Select each line of the entries below that contains the string "door" and reproduce it in full. The match is case-sensitive.

### Records supplied
* Begin *

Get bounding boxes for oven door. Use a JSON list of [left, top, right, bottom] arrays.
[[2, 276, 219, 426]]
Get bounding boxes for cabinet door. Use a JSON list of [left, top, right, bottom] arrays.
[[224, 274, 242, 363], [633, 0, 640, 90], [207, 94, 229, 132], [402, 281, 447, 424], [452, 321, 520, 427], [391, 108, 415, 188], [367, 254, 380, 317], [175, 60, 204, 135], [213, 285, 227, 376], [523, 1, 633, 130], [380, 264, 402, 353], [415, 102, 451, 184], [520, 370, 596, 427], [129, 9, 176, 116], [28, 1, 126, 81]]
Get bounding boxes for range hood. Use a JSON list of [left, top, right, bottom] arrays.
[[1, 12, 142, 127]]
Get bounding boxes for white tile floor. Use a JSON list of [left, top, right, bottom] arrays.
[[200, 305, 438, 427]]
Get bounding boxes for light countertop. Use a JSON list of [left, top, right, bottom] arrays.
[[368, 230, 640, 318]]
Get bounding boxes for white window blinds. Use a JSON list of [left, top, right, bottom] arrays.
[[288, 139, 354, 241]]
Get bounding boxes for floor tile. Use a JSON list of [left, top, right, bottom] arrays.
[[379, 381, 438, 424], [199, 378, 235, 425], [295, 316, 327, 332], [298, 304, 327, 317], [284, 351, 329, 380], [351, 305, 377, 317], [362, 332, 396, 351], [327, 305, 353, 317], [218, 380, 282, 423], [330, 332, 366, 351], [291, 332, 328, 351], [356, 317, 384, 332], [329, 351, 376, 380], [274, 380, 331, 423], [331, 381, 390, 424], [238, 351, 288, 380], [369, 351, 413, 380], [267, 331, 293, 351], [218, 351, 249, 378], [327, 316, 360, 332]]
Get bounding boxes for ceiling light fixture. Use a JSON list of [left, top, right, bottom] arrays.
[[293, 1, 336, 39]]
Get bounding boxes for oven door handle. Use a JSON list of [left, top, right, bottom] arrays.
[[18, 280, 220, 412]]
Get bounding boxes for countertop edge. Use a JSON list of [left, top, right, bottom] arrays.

* End *

### Task result
Get bounding boxes for oven door. Use a JSON list of [left, top, right, bottom] arrays.
Get bounding boxes for cabinet door. Use a JSON list of [left, top, right, bottom] arrays.
Get bounding boxes for oven door handle. Use a JSON list of [left, top, right, bottom] arrays.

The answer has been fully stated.